──────── Records for this exercise ────────

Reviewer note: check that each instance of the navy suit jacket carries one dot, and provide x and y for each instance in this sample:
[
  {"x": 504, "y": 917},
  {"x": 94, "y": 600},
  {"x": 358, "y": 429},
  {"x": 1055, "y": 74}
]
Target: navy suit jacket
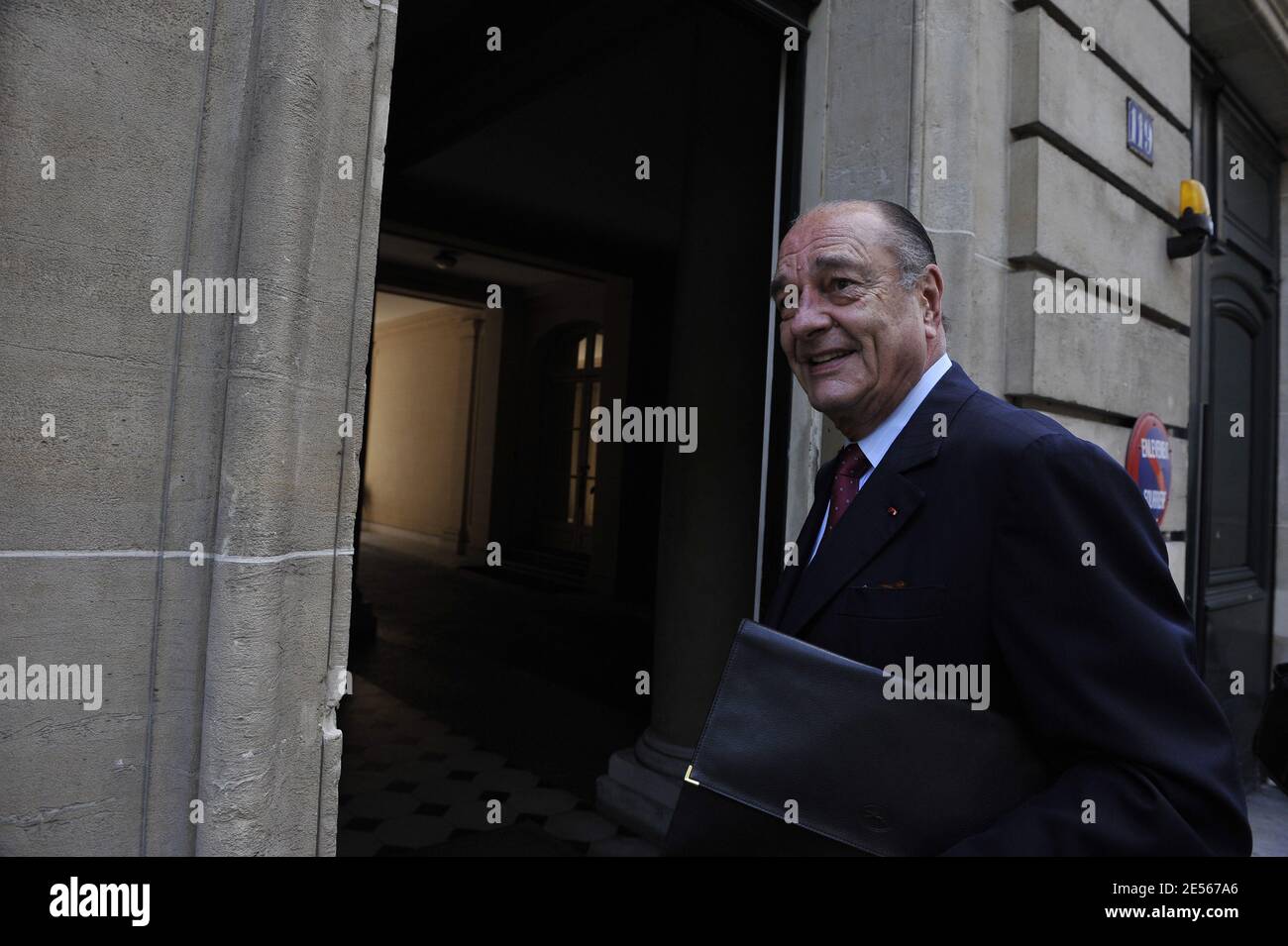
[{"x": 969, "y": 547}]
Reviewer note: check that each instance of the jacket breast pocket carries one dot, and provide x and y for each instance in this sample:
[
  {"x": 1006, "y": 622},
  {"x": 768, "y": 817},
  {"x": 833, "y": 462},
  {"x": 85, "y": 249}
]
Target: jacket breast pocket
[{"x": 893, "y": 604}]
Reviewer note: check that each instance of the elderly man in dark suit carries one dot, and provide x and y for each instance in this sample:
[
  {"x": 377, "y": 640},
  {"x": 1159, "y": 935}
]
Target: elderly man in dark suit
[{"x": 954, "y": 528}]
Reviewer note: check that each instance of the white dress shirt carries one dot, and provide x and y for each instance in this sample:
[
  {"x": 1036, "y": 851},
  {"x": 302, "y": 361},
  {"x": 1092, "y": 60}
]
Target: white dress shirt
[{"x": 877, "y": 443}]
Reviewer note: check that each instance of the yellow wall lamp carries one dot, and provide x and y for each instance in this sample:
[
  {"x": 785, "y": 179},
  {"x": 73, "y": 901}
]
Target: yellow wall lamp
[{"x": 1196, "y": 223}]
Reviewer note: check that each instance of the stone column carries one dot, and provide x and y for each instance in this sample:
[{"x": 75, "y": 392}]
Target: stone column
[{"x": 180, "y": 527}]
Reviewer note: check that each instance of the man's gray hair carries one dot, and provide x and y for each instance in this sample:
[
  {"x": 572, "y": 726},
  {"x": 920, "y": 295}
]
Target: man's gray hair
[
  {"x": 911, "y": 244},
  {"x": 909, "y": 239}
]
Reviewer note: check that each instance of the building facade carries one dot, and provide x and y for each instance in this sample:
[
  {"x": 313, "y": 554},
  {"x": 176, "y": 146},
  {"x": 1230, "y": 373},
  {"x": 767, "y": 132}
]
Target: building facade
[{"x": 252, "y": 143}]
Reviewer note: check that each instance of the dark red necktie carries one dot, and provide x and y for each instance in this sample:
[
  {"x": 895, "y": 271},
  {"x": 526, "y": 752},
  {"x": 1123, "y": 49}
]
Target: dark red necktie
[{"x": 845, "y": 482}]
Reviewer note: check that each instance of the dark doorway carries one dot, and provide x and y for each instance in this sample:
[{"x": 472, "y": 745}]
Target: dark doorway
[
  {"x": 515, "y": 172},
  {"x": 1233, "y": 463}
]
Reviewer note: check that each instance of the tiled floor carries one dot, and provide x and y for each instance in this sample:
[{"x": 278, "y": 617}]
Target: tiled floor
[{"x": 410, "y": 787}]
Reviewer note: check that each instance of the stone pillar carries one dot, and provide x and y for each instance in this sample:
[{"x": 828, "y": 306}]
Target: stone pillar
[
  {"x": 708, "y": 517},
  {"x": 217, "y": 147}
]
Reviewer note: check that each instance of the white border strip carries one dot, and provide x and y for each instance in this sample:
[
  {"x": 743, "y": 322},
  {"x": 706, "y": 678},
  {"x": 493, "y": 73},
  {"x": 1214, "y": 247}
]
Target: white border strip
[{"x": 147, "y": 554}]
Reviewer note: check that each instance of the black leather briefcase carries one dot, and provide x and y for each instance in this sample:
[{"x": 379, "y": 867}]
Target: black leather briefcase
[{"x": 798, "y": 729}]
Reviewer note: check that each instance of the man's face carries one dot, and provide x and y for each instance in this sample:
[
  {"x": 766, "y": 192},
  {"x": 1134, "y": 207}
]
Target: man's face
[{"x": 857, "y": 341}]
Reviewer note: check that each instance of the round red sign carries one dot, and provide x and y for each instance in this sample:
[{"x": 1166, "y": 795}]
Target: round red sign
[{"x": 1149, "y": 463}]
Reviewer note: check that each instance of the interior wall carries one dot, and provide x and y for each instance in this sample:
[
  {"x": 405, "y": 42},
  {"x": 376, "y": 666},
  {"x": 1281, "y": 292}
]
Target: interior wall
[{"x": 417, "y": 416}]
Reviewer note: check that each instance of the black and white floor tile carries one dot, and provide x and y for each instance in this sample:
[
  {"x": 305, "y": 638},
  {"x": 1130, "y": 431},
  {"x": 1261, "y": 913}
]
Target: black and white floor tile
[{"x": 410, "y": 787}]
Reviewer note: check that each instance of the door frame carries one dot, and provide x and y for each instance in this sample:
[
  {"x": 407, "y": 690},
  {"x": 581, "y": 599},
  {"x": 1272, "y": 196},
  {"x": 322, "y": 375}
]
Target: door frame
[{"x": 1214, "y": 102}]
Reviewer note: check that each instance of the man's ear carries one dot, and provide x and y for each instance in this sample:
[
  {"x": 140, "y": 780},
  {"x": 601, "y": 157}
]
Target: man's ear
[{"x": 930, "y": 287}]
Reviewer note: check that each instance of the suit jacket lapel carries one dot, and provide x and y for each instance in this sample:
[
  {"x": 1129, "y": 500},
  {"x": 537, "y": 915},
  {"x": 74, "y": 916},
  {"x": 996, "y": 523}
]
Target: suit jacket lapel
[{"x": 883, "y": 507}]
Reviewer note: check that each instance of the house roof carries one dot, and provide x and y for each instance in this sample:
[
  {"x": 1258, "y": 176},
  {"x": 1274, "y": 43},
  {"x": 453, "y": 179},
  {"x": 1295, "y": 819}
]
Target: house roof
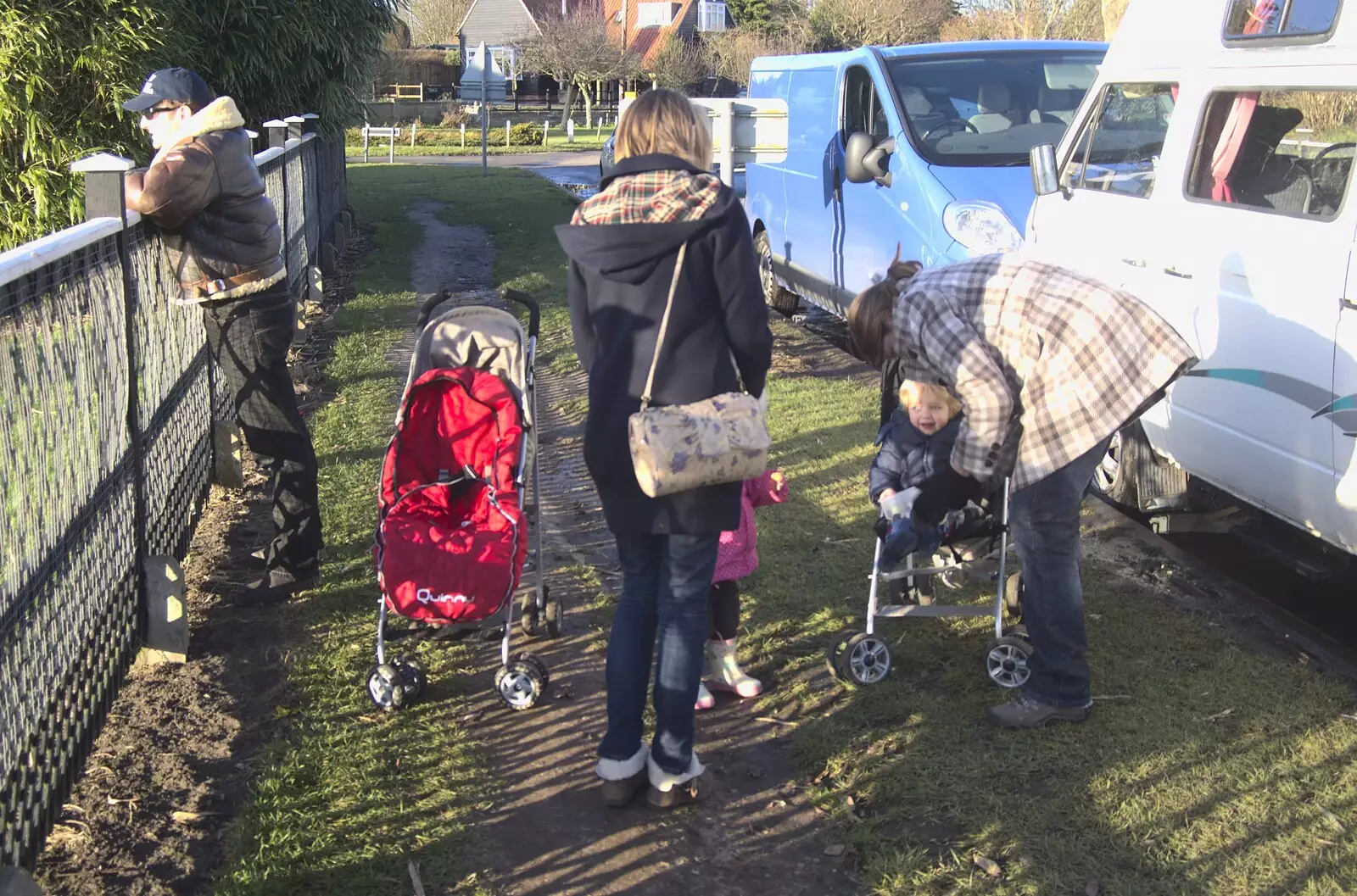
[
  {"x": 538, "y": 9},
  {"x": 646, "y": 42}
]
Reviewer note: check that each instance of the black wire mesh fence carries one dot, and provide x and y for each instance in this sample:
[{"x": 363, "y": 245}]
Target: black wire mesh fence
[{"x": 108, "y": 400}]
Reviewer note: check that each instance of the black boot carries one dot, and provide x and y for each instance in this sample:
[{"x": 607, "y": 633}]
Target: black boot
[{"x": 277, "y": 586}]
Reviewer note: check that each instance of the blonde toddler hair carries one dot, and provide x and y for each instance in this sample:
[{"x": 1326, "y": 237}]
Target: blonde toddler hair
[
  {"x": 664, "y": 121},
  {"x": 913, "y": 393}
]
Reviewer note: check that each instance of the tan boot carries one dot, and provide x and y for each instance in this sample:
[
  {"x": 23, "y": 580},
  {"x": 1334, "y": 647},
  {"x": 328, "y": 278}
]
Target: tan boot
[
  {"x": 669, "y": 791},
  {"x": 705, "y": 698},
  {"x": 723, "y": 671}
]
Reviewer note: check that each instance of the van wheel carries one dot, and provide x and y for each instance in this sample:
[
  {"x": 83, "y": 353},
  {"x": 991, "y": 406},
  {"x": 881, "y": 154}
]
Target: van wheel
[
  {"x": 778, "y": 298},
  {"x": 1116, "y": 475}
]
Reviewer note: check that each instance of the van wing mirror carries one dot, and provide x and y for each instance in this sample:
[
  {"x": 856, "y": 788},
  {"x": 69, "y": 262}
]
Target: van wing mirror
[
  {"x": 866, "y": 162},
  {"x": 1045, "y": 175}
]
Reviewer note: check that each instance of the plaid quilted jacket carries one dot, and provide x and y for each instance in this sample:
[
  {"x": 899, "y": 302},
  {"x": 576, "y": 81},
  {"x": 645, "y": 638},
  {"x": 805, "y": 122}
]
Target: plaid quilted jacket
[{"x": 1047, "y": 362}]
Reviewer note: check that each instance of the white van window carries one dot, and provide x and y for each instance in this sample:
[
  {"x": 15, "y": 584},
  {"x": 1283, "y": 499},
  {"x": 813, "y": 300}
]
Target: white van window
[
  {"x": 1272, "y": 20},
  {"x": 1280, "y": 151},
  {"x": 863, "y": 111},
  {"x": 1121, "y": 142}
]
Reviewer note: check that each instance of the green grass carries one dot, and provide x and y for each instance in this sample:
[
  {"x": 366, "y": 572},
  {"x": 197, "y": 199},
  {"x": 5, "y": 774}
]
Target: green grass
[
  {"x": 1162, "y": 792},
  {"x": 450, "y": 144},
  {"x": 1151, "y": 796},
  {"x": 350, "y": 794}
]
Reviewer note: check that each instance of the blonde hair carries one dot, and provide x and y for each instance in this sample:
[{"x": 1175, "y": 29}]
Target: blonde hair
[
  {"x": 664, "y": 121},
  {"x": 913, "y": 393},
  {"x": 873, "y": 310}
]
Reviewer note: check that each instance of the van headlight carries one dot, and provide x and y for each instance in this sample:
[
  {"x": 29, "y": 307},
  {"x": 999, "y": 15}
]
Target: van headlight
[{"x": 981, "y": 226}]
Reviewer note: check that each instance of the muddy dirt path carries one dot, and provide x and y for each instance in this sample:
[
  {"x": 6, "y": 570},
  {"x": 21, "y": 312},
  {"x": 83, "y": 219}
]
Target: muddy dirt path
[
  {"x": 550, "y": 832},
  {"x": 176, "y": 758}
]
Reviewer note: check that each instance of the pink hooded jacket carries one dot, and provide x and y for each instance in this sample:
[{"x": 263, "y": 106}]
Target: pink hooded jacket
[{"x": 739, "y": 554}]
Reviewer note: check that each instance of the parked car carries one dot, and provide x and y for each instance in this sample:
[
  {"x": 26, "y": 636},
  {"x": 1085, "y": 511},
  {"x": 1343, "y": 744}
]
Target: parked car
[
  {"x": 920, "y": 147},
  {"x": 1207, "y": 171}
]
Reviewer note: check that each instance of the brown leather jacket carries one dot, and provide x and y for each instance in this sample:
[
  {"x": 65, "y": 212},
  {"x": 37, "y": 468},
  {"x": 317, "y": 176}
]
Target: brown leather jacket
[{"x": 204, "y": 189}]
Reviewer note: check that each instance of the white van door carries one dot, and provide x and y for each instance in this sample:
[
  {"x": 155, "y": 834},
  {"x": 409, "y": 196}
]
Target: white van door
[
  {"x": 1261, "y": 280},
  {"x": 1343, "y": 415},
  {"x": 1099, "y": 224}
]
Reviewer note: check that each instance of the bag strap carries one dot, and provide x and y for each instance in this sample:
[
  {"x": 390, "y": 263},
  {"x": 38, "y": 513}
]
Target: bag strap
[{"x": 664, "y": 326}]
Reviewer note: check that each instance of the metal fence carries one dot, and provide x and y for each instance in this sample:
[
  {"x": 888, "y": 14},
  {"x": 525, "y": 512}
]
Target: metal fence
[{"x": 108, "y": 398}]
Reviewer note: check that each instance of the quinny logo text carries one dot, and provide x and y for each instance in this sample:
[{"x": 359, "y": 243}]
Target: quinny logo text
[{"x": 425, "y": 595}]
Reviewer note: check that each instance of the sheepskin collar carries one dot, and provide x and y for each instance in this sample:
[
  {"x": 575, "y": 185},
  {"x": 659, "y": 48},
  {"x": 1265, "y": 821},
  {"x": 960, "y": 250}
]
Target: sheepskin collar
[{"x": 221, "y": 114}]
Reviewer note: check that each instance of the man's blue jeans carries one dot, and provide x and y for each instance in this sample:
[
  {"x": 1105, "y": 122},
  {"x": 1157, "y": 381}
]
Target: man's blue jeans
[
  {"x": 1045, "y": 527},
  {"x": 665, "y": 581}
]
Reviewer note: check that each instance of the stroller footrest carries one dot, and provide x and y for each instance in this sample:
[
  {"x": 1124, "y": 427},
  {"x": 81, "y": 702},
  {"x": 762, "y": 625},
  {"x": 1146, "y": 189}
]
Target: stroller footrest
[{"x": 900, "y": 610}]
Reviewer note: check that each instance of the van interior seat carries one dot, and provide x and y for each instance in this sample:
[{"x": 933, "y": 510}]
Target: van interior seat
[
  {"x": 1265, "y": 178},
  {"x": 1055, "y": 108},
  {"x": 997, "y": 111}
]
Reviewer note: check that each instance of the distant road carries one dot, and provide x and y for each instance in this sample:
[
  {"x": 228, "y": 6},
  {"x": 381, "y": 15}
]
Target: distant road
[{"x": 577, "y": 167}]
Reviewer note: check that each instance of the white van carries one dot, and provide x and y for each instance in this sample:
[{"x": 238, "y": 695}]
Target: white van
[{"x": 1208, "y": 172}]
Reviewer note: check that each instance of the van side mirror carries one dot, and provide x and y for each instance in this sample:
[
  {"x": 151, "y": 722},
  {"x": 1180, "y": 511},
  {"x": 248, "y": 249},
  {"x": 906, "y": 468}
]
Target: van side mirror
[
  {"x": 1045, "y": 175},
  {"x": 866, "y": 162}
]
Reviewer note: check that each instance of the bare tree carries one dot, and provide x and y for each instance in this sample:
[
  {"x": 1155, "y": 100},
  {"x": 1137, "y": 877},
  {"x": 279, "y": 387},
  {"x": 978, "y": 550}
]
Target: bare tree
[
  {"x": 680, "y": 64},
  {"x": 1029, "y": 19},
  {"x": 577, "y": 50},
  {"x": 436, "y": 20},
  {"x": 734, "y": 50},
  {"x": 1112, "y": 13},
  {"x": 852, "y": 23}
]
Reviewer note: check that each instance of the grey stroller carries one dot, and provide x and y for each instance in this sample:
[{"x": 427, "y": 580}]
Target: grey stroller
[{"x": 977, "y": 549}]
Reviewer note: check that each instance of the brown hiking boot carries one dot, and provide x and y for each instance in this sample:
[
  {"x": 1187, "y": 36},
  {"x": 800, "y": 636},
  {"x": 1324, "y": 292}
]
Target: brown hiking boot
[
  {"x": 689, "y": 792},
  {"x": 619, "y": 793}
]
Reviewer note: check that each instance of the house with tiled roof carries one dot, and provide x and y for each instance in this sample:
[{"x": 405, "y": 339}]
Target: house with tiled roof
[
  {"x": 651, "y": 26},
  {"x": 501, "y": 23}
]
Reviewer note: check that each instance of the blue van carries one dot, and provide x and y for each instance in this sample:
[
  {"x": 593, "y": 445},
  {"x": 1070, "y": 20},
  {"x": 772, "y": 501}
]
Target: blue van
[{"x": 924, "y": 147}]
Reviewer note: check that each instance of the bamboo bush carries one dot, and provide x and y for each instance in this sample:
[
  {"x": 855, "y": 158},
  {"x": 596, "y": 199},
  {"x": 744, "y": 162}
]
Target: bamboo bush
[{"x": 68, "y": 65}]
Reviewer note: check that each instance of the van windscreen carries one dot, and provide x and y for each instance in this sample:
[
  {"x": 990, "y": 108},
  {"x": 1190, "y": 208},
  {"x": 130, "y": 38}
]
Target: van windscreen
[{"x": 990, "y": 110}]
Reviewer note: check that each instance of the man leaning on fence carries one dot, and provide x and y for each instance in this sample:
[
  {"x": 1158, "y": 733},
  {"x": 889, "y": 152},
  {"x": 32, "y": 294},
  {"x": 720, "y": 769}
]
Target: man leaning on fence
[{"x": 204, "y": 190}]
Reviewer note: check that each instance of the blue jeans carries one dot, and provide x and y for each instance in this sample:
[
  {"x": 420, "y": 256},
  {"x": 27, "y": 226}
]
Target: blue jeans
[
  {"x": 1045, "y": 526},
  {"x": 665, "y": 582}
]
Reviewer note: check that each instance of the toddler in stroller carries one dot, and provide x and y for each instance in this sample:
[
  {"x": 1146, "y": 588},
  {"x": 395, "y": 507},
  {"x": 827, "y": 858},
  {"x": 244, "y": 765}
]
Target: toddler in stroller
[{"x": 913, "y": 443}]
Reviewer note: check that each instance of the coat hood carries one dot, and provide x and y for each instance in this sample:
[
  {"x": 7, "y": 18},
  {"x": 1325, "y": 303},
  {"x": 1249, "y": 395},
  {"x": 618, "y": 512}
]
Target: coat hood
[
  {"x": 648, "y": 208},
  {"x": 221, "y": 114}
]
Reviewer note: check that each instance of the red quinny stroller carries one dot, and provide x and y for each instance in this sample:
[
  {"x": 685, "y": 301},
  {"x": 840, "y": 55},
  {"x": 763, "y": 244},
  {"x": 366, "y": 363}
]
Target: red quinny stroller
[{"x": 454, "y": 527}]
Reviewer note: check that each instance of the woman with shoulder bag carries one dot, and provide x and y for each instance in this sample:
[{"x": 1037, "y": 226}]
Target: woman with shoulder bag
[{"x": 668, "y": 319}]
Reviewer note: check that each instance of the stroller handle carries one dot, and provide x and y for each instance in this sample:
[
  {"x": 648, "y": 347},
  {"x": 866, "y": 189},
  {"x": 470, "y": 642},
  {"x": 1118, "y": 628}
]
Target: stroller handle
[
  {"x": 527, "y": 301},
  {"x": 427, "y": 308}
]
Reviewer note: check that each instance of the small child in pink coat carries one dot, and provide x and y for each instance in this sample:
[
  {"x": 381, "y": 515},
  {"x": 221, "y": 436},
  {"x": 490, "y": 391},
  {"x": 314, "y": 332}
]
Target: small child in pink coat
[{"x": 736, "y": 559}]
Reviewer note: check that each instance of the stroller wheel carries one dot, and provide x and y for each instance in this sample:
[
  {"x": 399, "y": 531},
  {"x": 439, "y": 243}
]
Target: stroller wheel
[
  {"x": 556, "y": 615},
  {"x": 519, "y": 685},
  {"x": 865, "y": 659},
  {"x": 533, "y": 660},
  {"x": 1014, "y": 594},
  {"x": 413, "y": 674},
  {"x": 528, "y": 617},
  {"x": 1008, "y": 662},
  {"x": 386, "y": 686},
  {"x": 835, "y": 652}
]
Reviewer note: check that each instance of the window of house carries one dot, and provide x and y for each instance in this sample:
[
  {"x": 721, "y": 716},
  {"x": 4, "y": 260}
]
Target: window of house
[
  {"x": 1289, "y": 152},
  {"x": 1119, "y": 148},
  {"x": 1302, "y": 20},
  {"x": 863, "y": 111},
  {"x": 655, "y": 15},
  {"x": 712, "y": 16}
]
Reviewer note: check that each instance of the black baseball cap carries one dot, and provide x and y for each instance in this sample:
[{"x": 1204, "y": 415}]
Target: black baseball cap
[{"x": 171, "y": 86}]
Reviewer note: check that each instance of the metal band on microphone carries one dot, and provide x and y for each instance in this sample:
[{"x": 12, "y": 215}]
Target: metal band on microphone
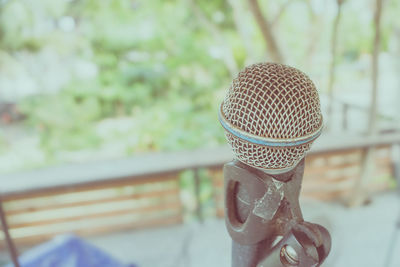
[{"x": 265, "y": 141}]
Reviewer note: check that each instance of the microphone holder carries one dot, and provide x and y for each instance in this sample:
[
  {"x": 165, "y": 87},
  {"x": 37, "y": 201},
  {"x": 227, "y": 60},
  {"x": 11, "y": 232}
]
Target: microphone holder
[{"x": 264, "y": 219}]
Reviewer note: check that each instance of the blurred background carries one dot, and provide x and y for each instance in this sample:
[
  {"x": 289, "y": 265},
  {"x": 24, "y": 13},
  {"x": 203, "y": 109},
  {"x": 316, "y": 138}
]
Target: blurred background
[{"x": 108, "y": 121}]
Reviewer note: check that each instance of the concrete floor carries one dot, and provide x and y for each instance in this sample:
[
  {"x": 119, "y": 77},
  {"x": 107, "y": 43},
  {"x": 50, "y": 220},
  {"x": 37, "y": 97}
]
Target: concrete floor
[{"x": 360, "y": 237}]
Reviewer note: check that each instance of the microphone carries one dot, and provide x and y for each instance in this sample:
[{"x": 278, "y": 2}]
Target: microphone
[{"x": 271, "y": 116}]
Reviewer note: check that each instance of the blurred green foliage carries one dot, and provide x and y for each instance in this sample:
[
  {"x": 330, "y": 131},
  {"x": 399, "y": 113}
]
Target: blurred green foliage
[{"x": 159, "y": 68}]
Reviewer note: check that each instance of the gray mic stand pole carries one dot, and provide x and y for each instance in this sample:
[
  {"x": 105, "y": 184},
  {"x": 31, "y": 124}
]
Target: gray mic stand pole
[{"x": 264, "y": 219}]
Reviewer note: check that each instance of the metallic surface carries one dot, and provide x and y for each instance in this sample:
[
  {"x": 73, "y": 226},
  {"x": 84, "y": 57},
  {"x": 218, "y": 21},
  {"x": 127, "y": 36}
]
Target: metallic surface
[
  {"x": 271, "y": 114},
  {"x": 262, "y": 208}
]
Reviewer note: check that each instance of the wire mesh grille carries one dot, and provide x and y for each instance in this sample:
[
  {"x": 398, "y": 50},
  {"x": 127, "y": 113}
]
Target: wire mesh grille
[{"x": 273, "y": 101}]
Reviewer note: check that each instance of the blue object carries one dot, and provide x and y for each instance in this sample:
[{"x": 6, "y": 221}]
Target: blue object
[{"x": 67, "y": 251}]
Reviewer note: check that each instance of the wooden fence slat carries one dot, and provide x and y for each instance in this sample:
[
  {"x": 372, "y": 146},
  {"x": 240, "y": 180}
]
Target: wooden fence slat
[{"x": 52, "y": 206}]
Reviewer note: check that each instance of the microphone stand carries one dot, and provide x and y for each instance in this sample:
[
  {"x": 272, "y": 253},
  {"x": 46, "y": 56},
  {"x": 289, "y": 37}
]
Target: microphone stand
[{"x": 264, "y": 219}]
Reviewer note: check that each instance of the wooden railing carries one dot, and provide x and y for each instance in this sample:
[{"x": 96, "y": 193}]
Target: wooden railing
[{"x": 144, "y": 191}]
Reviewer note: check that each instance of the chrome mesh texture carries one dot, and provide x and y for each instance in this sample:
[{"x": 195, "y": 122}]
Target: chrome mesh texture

────────

Exactly repeat the lines from the line that contains "Reviewer note: check that each instance of the blue object" to the end of the entries, both included, and leave out all other lines.

• **Task answer**
Reviewer note: check that each instance of the blue object carries one dot, and provide x and y for each instance in this sample:
[{"x": 6, "y": 221}]
Target: blue object
[{"x": 67, "y": 251}]
Reviewer note: check that each instance of the wooden fence slat carries one dot, and provide x and y for each instance in this sample:
[
  {"x": 372, "y": 146},
  {"x": 240, "y": 180}
]
Target: wooden fence slat
[{"x": 52, "y": 206}]
Reviewer note: check that each instance of the microphone stand carries one dot, and provide x and y for each instance in this sample:
[
  {"x": 272, "y": 253},
  {"x": 46, "y": 56},
  {"x": 289, "y": 37}
]
Target: microphone stand
[{"x": 264, "y": 219}]
Reviewer note: check that each instance of the wooden railing carries one dot, and provide x and y for each instance in this sample:
[{"x": 96, "y": 193}]
Target: wooden railing
[{"x": 144, "y": 191}]
Reviewer note: check that each instance of the chrome mesh texture carries one dot, and provide x and y for each instance in this sample:
[{"x": 195, "y": 122}]
Target: chrome mesh texture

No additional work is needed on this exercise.